Which lines make up the answer? Those from the line with "Where is the tree trunk" through the end of the data; reproduce them exactly.

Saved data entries

+===+

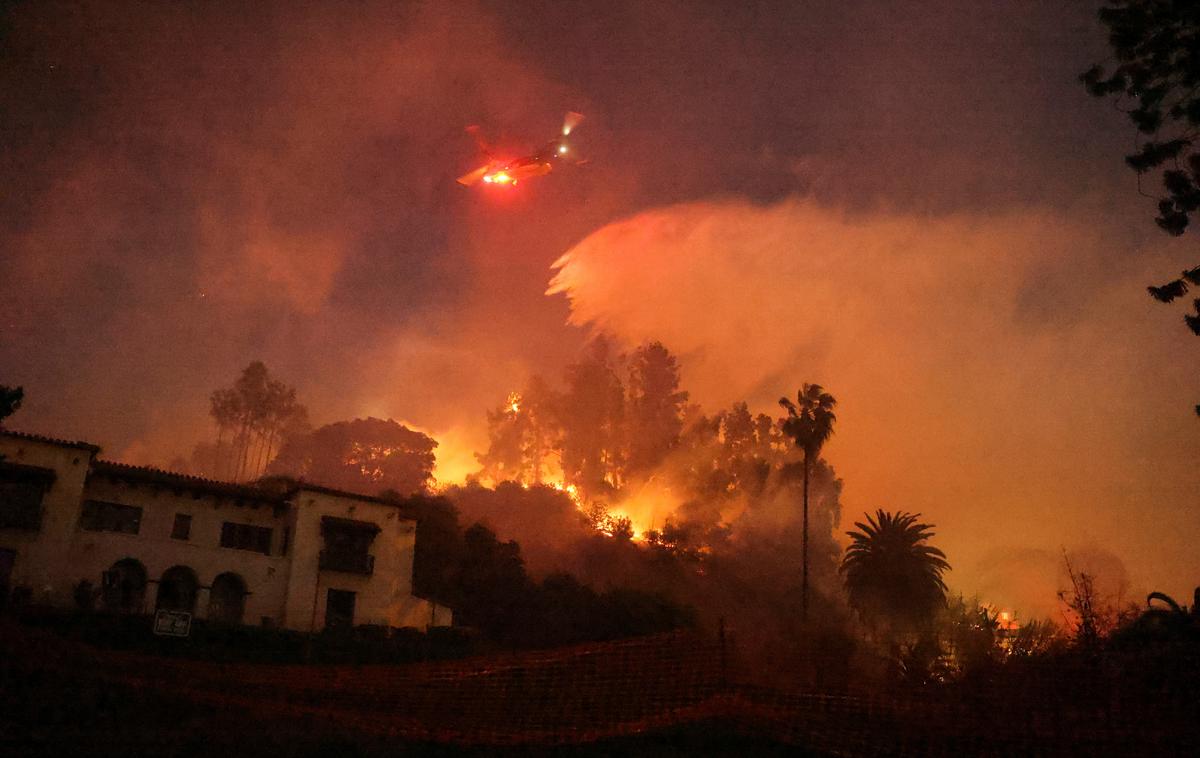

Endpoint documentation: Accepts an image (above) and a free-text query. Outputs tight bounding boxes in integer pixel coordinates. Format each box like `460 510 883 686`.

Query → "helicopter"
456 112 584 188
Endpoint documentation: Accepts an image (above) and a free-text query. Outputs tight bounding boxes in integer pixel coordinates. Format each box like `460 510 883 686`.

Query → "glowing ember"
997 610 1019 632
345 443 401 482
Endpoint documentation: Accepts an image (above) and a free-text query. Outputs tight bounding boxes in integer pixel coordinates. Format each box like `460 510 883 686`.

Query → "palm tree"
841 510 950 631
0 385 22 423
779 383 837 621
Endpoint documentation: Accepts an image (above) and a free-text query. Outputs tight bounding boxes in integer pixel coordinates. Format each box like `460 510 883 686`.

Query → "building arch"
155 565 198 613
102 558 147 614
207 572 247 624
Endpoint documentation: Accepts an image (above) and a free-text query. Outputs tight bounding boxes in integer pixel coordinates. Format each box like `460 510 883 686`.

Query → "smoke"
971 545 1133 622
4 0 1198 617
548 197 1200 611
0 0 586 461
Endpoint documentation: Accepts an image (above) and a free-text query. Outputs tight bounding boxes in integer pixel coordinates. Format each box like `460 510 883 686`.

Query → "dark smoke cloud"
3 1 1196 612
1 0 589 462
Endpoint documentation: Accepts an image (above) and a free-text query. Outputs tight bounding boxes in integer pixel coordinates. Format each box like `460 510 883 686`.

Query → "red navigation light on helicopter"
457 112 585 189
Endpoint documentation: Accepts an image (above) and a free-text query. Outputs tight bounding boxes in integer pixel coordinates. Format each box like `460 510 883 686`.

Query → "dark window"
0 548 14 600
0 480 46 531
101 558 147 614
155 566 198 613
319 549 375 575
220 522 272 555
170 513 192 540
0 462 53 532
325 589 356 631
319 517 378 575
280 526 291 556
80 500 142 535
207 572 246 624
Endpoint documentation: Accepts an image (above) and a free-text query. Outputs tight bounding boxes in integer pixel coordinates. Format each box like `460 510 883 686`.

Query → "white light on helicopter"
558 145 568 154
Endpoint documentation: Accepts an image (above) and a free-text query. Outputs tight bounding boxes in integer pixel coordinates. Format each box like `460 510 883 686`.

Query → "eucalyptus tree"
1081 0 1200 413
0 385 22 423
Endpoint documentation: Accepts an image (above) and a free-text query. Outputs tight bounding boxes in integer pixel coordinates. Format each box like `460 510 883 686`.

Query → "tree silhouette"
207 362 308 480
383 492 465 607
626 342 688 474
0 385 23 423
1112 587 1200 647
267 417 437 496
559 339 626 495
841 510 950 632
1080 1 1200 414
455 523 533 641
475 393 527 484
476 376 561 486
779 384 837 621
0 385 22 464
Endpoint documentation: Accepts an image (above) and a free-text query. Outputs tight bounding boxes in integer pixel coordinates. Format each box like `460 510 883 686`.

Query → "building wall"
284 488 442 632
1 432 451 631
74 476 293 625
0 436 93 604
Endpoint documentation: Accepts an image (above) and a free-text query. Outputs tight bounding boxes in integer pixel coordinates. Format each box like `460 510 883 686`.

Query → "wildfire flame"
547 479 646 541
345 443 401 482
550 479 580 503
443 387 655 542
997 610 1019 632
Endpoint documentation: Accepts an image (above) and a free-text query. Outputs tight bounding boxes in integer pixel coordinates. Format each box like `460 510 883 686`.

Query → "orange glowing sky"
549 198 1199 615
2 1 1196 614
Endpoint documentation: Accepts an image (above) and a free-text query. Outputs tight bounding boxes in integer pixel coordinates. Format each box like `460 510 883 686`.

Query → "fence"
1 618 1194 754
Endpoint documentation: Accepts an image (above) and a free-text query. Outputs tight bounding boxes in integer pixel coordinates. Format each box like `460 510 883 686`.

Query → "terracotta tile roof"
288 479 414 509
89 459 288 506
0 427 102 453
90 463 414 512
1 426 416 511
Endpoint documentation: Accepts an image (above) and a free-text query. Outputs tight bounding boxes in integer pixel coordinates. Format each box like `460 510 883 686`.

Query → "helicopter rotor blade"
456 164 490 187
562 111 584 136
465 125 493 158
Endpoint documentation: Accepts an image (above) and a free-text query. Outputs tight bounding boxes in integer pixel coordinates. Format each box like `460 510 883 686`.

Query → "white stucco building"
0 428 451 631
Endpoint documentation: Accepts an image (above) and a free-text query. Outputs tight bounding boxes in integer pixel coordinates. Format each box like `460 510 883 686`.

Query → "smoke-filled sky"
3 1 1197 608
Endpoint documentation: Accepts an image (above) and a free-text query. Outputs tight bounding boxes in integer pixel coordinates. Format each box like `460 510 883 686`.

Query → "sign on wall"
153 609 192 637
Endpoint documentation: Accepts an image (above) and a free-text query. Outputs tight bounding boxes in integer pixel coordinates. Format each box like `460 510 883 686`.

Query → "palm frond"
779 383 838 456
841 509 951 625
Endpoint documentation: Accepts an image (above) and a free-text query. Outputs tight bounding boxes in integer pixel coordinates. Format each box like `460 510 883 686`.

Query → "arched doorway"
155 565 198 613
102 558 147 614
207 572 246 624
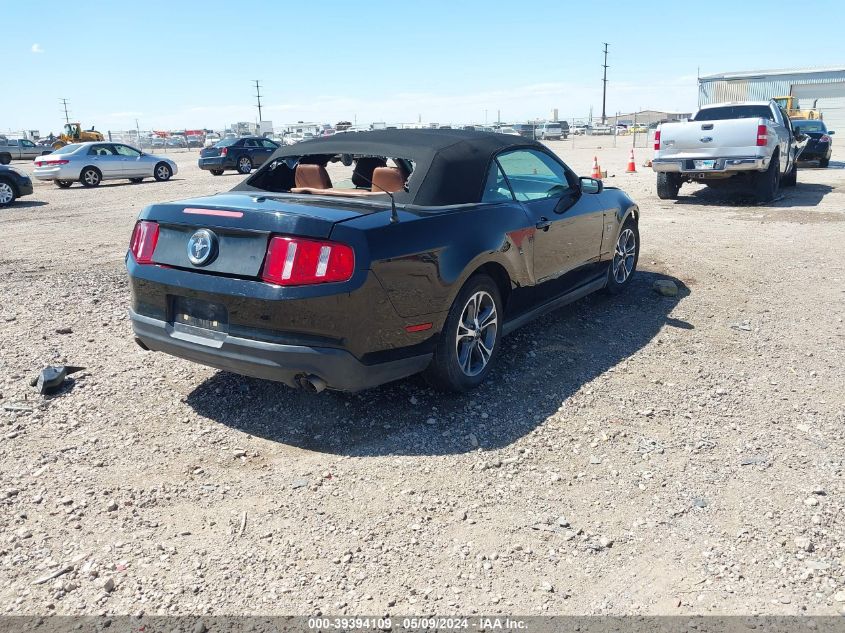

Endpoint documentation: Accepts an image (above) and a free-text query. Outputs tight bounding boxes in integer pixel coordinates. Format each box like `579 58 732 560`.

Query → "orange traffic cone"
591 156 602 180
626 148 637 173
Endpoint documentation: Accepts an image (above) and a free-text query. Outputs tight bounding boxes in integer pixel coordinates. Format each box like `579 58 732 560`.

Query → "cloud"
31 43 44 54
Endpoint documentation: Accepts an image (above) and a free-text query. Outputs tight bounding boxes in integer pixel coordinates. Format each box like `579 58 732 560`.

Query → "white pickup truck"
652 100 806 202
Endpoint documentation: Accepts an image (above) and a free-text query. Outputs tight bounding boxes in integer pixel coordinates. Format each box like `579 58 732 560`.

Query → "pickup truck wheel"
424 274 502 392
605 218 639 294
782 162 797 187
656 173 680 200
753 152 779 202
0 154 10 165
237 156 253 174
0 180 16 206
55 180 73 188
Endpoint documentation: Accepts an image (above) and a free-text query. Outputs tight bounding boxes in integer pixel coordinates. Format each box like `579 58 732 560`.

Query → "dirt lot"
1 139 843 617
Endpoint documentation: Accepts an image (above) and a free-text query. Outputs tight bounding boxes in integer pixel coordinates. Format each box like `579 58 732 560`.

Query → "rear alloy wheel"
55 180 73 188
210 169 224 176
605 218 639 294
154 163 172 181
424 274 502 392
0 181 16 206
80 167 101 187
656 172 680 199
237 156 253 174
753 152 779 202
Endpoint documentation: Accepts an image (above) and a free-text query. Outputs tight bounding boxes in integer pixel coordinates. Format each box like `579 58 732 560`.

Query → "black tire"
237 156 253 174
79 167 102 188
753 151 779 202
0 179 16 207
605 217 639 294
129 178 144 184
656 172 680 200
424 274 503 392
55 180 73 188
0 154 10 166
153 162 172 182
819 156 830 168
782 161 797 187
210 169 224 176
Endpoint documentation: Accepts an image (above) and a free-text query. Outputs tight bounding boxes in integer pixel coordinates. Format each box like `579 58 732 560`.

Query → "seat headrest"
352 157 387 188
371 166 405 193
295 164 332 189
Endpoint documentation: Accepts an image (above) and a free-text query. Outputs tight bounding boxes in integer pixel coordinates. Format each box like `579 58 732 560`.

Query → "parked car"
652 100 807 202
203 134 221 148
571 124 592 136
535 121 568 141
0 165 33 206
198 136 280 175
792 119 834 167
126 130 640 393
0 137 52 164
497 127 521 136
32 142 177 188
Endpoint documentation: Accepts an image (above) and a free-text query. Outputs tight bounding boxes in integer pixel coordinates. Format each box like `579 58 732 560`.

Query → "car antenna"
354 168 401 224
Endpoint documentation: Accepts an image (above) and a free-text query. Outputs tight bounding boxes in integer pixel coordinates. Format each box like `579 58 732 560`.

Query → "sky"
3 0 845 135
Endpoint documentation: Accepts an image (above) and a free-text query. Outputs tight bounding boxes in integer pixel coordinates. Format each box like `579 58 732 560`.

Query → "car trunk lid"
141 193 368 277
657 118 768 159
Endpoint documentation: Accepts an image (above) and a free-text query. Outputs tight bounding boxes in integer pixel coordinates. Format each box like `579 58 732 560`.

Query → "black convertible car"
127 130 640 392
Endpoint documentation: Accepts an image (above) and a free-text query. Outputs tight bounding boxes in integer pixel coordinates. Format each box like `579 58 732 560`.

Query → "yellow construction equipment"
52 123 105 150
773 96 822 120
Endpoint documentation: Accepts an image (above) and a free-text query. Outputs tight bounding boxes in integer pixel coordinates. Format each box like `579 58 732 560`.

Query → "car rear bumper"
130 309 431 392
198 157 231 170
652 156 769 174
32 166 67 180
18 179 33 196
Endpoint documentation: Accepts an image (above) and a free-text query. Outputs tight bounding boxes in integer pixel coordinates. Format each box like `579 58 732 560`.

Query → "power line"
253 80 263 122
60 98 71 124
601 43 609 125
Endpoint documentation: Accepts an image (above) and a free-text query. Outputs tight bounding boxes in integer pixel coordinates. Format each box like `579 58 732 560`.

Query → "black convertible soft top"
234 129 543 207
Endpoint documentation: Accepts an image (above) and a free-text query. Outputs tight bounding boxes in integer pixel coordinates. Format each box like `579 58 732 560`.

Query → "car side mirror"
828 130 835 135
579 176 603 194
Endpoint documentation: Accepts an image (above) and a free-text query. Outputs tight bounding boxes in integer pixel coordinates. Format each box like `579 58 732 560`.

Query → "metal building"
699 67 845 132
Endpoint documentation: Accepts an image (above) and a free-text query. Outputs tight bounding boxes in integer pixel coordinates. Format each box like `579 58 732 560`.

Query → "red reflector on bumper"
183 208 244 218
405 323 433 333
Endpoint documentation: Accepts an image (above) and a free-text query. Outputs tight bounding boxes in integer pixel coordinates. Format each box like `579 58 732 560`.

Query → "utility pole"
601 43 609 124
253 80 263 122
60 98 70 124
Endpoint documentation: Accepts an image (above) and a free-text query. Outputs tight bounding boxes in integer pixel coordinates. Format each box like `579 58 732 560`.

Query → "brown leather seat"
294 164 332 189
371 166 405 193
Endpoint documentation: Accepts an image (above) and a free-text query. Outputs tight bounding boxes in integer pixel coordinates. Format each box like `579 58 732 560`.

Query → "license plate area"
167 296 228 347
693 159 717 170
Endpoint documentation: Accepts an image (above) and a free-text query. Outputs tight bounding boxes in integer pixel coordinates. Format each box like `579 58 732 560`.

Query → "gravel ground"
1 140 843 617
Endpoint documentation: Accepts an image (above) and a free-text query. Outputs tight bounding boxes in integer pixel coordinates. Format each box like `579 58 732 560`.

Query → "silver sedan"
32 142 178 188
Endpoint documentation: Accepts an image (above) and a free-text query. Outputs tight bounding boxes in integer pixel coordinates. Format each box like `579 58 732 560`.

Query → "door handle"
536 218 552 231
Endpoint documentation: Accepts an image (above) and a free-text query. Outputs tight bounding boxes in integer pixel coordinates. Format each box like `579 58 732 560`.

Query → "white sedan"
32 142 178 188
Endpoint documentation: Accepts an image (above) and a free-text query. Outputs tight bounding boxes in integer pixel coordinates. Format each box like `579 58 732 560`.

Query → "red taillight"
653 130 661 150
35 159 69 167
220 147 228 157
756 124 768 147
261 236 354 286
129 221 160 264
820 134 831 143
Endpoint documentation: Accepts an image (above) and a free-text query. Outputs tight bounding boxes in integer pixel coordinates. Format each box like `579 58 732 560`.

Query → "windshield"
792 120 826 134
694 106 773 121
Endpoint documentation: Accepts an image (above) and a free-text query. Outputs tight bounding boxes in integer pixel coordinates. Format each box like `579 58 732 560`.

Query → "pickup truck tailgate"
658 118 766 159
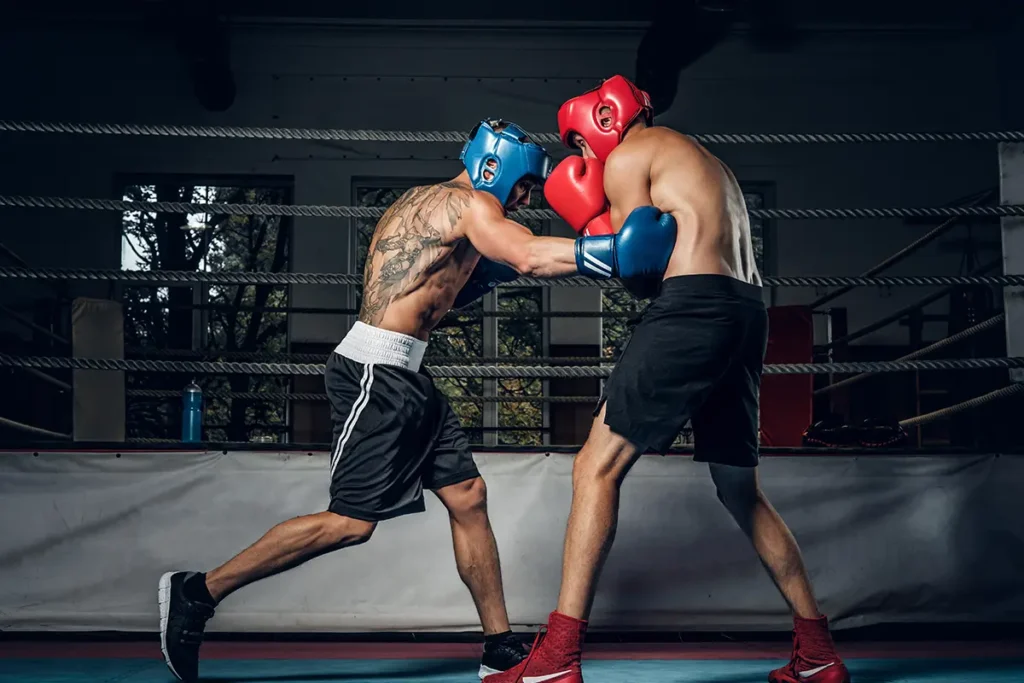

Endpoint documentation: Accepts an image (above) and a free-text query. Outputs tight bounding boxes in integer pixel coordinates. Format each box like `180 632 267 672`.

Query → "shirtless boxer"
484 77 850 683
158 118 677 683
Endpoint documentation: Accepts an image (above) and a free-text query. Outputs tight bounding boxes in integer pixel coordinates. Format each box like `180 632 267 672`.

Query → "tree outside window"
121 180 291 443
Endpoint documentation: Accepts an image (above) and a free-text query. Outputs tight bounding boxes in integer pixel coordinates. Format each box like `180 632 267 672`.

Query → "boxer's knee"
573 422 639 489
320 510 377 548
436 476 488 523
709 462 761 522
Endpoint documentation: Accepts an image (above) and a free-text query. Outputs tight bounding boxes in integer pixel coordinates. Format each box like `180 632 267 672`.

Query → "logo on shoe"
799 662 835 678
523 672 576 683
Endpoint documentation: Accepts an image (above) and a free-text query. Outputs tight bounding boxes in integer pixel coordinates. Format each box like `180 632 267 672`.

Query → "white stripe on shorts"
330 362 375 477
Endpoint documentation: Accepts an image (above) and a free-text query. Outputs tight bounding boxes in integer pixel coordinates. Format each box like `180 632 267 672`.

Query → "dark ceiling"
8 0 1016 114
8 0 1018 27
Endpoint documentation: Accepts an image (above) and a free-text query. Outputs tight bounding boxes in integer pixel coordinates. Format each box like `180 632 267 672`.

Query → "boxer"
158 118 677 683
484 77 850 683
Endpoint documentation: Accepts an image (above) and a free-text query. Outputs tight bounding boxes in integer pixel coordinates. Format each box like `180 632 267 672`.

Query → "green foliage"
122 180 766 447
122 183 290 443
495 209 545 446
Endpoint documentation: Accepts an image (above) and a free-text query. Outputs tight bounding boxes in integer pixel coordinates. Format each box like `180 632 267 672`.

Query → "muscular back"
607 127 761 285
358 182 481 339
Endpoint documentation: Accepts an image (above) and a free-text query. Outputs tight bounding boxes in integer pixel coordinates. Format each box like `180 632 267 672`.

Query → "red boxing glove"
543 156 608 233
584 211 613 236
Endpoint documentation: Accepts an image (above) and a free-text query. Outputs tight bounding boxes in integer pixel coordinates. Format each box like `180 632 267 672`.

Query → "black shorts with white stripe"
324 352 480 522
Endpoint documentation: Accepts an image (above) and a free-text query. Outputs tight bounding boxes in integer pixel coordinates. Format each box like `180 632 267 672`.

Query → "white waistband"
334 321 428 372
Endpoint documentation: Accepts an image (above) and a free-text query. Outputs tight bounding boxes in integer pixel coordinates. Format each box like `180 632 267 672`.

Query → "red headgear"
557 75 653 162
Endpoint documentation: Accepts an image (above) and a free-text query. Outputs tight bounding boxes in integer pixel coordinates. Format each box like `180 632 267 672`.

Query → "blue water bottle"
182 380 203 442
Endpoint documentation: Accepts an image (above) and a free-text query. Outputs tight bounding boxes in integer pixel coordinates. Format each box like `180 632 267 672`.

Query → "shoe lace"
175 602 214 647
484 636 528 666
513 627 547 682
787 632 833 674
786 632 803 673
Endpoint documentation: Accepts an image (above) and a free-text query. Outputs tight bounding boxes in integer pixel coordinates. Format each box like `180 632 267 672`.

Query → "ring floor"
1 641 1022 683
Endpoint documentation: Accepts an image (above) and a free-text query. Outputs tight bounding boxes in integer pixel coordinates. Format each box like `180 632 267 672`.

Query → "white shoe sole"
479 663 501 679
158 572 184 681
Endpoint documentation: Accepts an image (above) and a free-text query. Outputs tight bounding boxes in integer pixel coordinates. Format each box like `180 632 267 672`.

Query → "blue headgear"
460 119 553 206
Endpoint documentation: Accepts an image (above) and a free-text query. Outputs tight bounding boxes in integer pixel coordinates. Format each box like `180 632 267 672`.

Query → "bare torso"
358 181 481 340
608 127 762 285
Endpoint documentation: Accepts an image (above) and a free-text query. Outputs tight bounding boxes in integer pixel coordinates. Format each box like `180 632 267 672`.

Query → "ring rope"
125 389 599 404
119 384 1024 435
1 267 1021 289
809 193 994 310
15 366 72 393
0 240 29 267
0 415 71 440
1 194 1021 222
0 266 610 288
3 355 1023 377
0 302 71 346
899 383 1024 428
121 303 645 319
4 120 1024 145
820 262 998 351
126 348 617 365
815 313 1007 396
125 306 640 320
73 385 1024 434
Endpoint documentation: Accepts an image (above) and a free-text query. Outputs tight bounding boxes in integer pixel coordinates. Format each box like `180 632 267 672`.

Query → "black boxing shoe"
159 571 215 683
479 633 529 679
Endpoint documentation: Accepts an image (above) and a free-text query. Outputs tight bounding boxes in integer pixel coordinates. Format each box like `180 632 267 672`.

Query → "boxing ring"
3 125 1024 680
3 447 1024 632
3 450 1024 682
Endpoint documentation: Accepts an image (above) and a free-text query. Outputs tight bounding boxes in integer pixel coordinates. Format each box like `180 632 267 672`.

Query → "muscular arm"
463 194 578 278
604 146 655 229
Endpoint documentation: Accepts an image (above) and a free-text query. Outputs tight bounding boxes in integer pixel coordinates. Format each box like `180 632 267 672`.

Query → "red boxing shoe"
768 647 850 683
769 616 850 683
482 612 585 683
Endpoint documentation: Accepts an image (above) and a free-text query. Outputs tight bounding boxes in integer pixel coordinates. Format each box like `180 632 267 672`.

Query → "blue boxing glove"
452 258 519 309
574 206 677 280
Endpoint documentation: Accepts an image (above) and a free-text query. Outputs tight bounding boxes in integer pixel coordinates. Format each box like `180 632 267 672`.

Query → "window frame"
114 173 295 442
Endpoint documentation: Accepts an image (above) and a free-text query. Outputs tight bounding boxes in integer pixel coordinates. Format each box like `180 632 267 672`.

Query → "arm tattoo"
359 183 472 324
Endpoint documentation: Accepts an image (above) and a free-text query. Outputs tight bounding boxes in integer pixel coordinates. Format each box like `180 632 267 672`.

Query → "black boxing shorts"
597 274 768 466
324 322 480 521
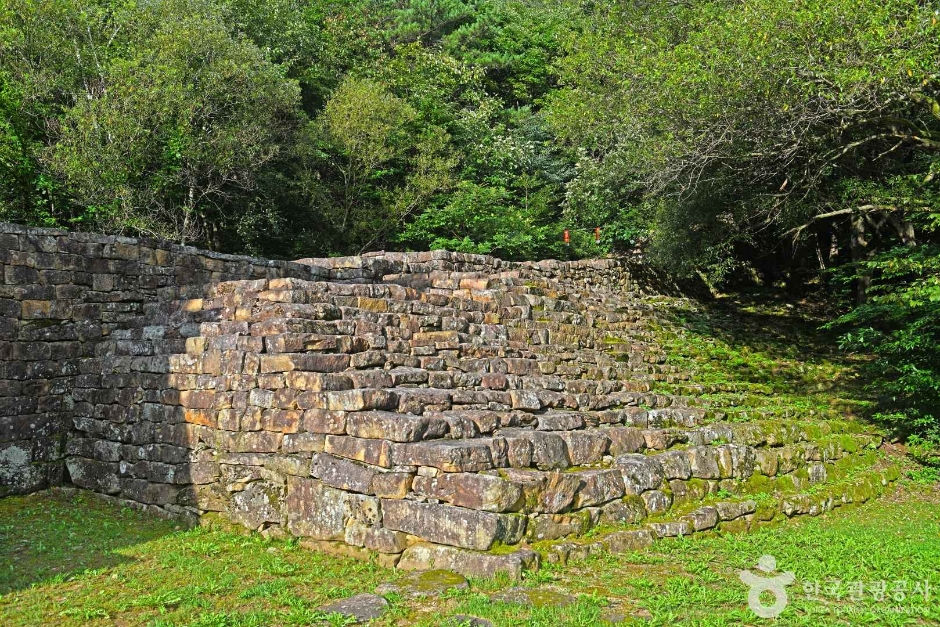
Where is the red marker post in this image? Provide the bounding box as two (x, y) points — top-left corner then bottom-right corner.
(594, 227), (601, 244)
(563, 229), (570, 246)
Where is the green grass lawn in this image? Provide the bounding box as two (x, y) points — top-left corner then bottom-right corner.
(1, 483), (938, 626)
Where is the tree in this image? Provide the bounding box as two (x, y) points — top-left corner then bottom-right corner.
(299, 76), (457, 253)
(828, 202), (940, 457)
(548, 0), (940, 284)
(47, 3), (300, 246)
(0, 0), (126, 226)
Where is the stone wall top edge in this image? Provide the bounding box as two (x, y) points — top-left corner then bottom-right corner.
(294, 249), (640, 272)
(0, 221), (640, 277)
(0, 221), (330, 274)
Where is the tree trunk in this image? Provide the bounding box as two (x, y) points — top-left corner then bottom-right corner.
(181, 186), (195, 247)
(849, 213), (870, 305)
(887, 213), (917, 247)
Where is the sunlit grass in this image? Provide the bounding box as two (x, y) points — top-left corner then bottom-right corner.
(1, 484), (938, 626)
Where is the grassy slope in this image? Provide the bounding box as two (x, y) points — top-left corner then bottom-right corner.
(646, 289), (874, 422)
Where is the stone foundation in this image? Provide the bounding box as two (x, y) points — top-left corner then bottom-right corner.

+===+

Task output:
Where is the tree trunk in this image? Provide the bounding box as two (x, y) points — top-left corner then bottom-right corner.
(181, 186), (195, 247)
(849, 213), (870, 305)
(887, 213), (917, 247)
Where is the sunlit grass in this image? Provide the bounding box as two (x, y) points — top-left corner then bottom-right corner.
(1, 484), (938, 626)
Where is the grassy slope in this image? Provide the bounding box as two (x, y) points — top-left corner then bottom-right corner.
(646, 289), (874, 422)
Where is the stone foundation in this image? Provide the bounding box as two (x, y) points — top-left corner then bottom-right corner.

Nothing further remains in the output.